* _Aangeleverd fragment_
++++
Beyoncé heb ik nog wel zien optreden! Lang geleden, toen ik in de Melkweg werkte was ik er bij. Zij speelde nog in het meisjesgroepje Destiny’s Child. Zo juist even opgezocht op het alwetende internet: dat was op 16 april 2000. Beyonce en de twee andere meisjes waren 18 jaar. Beyonce stond voor me in het bedrijfsleiderskantoor met haar manager. Ze was een beetje giechelig. Echt nog een meisje. Ik stond op een meter afstand van wat later toch tamelijk beroemde billen zouden worden. Ik herinner mij haar als niet al te groot. Je kon haar bijna als handbagage meenemen in het vliegtuig. De show was ook niet heel bijzonder, gewoon drie meisjes met wat ingestudeerde dansjes en Beyoncé al wel als de grote kleine blikvanger. Het was niet echt mijn muziek en ik was aan het werk, dus na een paar liedjes hield ik het weer voor gezien.

Dat zij zo’n superster zou worden kon ik niet voorzien. Als ik dan de beelden zag van die bombastische show in de Arena, haar prachtige dure jurk en haar podiumpresentatie van nu: dat is niet meer het achttienjarige meisje dat ik ooit zag optreden. Van jong popje uitgegroeid tot Queen B, de bijenkoningin. De kaartjes voor het optreden in de Melkweg zullen hooguit tussen de 25 en 35 gulden hebben gekost. Voor de show in de Arena varieerden de prijzen tussen de 62 en 202 euro. Een hoop geld, maar ik begreep dat ze een fantastische show heeft gegeven, dus voor de echte fan is dat het dan wel waard.

Dit in tegenstelling tot de meneer waar ik nog nooit van had gehoord, die Burna Boy. Die liet een vol stadion in de bloedhitte urenlang gaar stoven om vervolgens gewoon helemaal niet op te komen dagen. Terwijl hij, dat zag ik vanmorgen, in een van zijn liedjes zingt dat hij altijd levert. Die tekst mag ie dus ook aanpassen.

Ik heb het in de Melkweg wel meer mee gemaakt dat artiesten niet opkwamen dagen. Veelal in de hiphop, R and B en reggaehoek. Daar zaten vaak hoofdpijndossiers bij. Die waren dan vaak weer eens verdwaald in een coffeeshop en niemand wist welke, dus die waren dan onvindbaar.
++++
* _Aangeleverde gegevens_

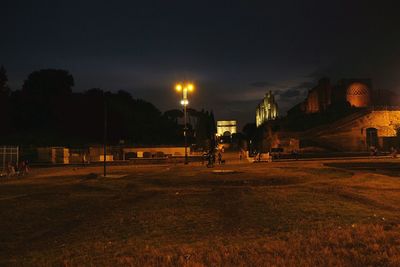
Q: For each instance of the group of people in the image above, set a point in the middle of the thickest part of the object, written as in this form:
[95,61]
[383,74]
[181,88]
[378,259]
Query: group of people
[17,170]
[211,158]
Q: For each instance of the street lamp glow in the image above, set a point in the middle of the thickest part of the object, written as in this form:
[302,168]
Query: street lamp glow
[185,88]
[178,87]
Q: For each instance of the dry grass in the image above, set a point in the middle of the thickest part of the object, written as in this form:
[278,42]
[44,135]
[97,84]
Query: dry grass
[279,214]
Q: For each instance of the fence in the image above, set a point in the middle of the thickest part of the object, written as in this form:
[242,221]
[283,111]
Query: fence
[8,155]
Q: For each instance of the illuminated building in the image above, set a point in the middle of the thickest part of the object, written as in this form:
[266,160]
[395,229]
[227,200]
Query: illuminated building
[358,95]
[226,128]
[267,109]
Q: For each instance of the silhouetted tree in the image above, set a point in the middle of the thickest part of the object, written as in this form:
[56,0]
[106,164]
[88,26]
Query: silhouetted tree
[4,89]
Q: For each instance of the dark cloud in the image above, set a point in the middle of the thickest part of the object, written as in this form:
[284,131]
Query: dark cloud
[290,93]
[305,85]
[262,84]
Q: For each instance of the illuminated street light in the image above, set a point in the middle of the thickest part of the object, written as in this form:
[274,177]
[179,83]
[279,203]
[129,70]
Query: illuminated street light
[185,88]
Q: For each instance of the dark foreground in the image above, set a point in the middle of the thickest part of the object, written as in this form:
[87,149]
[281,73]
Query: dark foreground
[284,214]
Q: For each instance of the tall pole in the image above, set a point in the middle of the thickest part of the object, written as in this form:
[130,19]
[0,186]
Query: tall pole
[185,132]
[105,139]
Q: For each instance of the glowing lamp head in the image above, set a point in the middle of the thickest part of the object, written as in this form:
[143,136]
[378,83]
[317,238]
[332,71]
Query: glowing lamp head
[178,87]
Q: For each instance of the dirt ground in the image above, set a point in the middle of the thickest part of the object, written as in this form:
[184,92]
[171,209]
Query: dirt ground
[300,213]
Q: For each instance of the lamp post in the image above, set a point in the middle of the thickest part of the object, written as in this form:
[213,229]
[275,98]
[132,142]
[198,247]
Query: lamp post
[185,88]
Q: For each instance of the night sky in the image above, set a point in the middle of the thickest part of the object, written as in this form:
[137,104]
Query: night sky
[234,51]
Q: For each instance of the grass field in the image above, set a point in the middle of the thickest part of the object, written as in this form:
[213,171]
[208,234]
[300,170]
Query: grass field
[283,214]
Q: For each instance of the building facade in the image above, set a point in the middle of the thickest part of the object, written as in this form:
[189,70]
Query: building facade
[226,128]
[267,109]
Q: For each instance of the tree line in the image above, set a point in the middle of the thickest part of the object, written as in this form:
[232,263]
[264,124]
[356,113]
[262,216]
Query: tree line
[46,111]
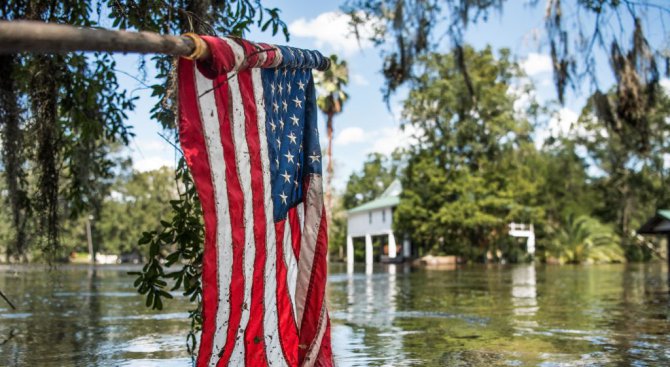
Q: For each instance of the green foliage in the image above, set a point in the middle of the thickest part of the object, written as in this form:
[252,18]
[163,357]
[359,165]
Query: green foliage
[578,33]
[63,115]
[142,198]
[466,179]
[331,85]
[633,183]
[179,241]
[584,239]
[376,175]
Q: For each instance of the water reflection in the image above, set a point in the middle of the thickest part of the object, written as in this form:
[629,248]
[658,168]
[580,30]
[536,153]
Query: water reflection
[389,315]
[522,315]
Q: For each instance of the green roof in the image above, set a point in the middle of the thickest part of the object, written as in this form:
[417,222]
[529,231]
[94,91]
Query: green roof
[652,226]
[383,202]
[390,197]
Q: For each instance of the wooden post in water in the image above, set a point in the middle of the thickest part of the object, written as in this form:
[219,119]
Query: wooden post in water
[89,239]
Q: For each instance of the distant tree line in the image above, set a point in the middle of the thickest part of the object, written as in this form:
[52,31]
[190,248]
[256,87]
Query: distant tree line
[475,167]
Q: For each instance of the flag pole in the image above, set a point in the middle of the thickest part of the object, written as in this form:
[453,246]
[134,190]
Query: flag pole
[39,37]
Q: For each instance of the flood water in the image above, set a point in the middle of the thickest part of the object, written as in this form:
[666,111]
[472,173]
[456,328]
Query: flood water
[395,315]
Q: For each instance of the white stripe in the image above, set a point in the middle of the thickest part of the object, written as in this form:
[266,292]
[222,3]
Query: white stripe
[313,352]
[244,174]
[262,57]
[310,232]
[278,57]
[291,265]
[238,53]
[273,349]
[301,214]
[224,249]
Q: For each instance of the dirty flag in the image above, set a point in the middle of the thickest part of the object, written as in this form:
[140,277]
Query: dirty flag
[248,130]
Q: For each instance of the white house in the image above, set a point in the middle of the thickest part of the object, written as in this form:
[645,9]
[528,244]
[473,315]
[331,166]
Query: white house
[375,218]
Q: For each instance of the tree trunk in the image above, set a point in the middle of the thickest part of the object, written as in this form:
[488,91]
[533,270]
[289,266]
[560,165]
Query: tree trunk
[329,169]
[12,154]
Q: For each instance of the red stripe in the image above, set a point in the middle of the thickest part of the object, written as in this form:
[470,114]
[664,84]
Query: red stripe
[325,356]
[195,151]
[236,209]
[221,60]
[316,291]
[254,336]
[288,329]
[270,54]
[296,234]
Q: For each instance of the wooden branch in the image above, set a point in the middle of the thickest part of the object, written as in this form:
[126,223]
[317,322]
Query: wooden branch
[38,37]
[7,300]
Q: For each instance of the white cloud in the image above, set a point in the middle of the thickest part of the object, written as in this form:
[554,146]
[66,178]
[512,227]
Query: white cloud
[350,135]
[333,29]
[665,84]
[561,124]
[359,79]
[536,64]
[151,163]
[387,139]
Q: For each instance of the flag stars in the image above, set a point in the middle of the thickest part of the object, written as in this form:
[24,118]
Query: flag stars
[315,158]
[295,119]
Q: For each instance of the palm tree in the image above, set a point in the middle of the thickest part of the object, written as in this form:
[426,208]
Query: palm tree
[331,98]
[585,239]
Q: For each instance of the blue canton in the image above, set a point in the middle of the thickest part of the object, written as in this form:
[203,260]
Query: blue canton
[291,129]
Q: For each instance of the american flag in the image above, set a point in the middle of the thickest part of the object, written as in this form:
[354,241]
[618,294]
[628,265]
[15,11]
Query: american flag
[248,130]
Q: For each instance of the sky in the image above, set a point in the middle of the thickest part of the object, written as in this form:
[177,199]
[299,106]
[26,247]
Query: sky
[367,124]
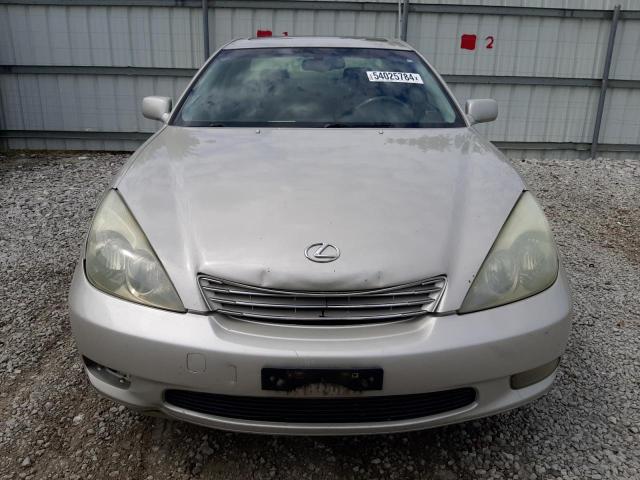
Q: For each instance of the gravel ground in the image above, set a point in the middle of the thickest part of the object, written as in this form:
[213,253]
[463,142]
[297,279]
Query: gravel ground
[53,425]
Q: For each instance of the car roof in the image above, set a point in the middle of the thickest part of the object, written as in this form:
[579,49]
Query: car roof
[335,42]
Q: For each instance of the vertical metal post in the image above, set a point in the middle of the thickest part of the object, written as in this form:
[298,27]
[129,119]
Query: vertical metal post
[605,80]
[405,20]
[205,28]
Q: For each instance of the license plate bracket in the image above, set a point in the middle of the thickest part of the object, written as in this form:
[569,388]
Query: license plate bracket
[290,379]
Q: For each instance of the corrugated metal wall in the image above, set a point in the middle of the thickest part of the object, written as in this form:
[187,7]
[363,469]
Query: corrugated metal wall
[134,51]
++++
* _De opdracht_
Zet het fragment over Beyoncé en de Melkweg voort, te beginnen na de laatste zin.

* _Het antwoord_
Maar de grootste kloteklapper aller tijden was MOS DEF, die optrad onder zijn eigen naam Yasiin Bey. Fantastische rapper, maar wat zakte die als mens door het ijs. Hij kwam dus niet opdagen. Dat hoorde publiek pas na het voorprogramma. Hij bleek Amsterdam niet te kunnen bereiken omdat hij een vlucht had gemist. Het klinkt nog steeds als een kutsmoes, maar vooruit, die geven we ‘m. Een week later zou hij weer komen. Zijn publiek was vergevingsgezind en stond dus weer vol verwachting in de grote zaal van de Melkweg te wachten.
Dan zou je denken dat je na zo’n debacle als artiest alles doet om je fans te belonen met een topshow en misschien nog wat extra’s na de vorige teleurstelling. Een goedmakertje. Maar nee, meneer de superster kwam doodleuk weer dik anderhalf na het beloofde aanvangstijdstip het podium op banjeren. En meneer was vervolgens diep beledigd dat zijn publiek hem daarom uitfloot. Hij sprak zijn publiek dat dure kaartjes had gekocht als debiele kleuters aan. Ze moesten niet zeuren, hij bepaalde zelf wel wanneer hij het podium opkwam, hij was ze niks verschuldigd en wie dachten ze wel dat ze waren om hem uit te fluiten? Ze konden ook gewoon weggaan als het ze niet beviel. Hij is toch de artiest en zij niet?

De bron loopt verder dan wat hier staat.